**Problems and tasks**
a - Answer these questions using the Tabby setup guide:
(i) Which prefix should be left off when copying the auth token?
(ii) For which editors does Tabby have plugins?
(iii) Which plugin manager does the author use with Neovim?
b - Extend the Tabby setup guide from its last line.

**Reading passage**
Now launch Tabby once and get the generated auth token :

Copy code
docker run -it \
  -p 8082:8080 -v $HOME/.tabby:/data \
  tabbyml/tabby \
  serve 

Now head to http://localhost:8082 to create an account and check that Tabby is running.

Click on your profile picture and copy your auth token, omitting the `auth_` prefix.

Add the Tabby service in your compose file (mind to replace $YOUR_AUTH_TOKEN) :

Copy code
services:
  llama: #unchanged
  embedding: #unchanged
  
  tabby:
    restart: always
    image: registry.tabbyml.com/tabbyml/tabby
    command: serve
    container_name: tabby
    volumes:
      - "$HOME/.tabby:/data"
      - "$HOME/dev:/data/dev"
    ports:
      - 8085:8080
    environment:
      - RUST_BACKTRACE=full
      - TABBY_WEBSERVER_JWT_TOKEN_SECRET=$YOUR_AUTH_TOKEN

You can test the connection to llama in the first box :

Test tabby and llama connection

Text editor plugin

Tabby has plugins for Vim/Neovim, Eclipse, VSCode and IntelliJ, click on the link that suits your editor to get started.

Note that you want to point your config to http://localhost:8082 where tabby is listening.

For my Neovim using Lazy as a plugin manager, it is as simple as this :

Copy code
  {
    "TabbyML/vim-tabby",
    lazy = false,
    dependencies = {
      "neovim/nvim-lspconfig",
    },
    init = function()

**Excerpted records**
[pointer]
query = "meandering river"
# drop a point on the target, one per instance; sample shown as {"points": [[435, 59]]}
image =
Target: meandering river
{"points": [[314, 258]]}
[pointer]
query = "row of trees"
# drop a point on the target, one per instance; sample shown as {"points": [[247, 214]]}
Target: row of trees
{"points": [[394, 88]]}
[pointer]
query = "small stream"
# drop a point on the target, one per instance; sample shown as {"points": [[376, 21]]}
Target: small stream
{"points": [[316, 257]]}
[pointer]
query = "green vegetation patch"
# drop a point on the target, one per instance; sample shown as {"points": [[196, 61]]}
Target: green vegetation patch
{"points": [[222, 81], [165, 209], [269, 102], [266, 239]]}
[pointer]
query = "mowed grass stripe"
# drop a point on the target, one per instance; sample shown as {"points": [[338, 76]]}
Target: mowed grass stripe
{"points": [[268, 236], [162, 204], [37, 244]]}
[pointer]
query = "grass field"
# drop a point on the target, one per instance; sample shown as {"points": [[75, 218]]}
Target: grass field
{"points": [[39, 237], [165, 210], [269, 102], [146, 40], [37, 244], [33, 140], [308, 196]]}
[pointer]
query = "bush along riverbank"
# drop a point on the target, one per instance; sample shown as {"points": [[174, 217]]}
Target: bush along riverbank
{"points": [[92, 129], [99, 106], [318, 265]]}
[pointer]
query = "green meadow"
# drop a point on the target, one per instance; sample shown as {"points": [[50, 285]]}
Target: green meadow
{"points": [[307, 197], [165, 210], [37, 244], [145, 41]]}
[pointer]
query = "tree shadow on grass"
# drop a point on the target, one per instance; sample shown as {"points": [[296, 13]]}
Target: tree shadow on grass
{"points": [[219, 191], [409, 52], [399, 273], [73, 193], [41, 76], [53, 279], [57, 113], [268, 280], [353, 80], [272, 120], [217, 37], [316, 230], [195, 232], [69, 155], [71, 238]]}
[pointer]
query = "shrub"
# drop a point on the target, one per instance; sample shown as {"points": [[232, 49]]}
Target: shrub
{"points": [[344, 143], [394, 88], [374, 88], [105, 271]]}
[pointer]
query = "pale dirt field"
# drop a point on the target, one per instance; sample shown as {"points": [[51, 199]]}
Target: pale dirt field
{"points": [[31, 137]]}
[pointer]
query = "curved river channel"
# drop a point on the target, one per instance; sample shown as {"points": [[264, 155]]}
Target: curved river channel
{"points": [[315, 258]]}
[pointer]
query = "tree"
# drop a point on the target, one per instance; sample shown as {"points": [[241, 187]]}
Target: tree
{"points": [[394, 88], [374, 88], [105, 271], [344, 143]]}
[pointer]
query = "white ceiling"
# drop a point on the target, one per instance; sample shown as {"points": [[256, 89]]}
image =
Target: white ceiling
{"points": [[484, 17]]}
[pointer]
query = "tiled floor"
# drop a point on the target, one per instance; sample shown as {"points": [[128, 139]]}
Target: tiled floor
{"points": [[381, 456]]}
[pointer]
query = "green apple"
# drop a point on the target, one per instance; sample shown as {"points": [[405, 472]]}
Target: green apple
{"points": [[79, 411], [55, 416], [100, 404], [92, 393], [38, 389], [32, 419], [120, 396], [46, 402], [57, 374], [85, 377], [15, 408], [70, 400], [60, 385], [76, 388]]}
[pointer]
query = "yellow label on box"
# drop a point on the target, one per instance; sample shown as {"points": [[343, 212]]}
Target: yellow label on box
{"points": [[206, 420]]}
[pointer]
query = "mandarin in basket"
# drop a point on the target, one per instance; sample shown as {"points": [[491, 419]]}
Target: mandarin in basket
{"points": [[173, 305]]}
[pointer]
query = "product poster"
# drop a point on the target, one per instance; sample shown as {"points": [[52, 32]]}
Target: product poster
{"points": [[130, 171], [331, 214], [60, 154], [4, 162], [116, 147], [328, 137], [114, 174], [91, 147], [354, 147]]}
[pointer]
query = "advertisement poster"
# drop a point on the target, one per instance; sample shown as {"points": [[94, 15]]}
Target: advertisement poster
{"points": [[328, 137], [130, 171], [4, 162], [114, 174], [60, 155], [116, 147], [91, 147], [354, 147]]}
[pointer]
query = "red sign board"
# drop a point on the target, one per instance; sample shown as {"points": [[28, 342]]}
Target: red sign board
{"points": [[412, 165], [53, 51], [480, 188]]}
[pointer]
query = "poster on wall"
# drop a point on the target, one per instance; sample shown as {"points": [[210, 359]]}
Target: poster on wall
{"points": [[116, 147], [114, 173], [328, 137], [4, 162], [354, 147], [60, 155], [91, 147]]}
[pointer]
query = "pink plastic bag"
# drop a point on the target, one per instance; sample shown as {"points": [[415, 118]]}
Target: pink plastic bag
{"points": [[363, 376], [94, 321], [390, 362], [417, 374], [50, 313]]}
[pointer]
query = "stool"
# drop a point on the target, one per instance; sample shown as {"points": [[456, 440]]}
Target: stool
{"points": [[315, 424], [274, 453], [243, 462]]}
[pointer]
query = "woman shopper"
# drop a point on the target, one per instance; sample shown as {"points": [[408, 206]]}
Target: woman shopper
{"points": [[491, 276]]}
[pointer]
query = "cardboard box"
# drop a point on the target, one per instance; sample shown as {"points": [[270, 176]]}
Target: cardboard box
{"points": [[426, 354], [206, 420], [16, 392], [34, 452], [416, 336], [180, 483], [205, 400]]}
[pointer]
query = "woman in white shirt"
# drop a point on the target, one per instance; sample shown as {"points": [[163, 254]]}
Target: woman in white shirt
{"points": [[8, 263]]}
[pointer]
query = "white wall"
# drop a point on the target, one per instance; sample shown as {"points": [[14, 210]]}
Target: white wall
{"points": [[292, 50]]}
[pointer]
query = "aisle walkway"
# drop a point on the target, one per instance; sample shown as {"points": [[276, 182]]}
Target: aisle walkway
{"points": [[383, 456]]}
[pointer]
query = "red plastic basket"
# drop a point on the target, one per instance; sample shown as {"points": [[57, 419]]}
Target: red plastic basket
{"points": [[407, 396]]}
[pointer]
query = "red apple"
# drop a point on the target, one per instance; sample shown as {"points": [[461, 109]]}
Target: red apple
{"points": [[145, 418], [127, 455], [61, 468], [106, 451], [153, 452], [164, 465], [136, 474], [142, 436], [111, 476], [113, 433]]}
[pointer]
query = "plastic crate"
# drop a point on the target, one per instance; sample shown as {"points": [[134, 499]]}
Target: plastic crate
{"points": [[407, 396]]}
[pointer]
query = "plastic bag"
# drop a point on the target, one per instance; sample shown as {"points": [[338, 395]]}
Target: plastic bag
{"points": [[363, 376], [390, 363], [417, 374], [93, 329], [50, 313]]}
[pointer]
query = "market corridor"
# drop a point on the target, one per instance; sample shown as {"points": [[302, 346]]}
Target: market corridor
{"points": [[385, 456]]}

**Exercise results**
a -
(i) The `auth_` prefix.
(ii) Vim/Neovim, Eclipse, VSCode and IntelliJ.
(iii) Lazy.

b -
      vim.g.tabby_agent_start_command = { "npx", "tabby-agent", "--stdio" }
      vim.g.tabby_inline_completion_trigger = "auto"
      vim.g.tabby_inline_completion_keybinding_accept = "<C-CR>"
    end,
  }

You can check your tabby agent config in ~/.tabby-client/agent/config.toml.

And that's it, I now have some code completion updating on text input, that I accept with Control+Enter

Tabby suggesting fibo JS function

Full Docker Compose file

Copy code
services:
  llama:
    image: ghcr.io/ggml-org/llama.cpp:server-cuda
    runtime: nvidia
    command:
      - --jinja
      - --no-context-shift
      - --flash-attn 
      - on
      - --n-gpu-layers 
      - "999"
      - --model 
      - /models/Qwen3-Coder-30B-A3B-Instruct-UD-Q4_K_XL.gguf
      - --rope-scaling 
      - yarn
      - --rope-scale 
      - "4"
      - --cache-type-k 
      - q4_0
      - --cache-type-v 
      - q4_0
      - --ctx-size 
      - "131072"
    restart: always
    container_name: llama
    ports:
      - 127.0.0.1:8081:8080
    volumes:
      - ./models:/models

  embedding:
    image: ghcr.io/ggml-org/llama.cpp:server-cuda
    container_name: embedding
    restart: always
    runtime: nvidia
    command:
      - --n-gpu-layers 
      - "999"
      - --model 
      - /models/nomic-embed-text-v1.5.f16.gguf
      - --ctx-size
      - "2048"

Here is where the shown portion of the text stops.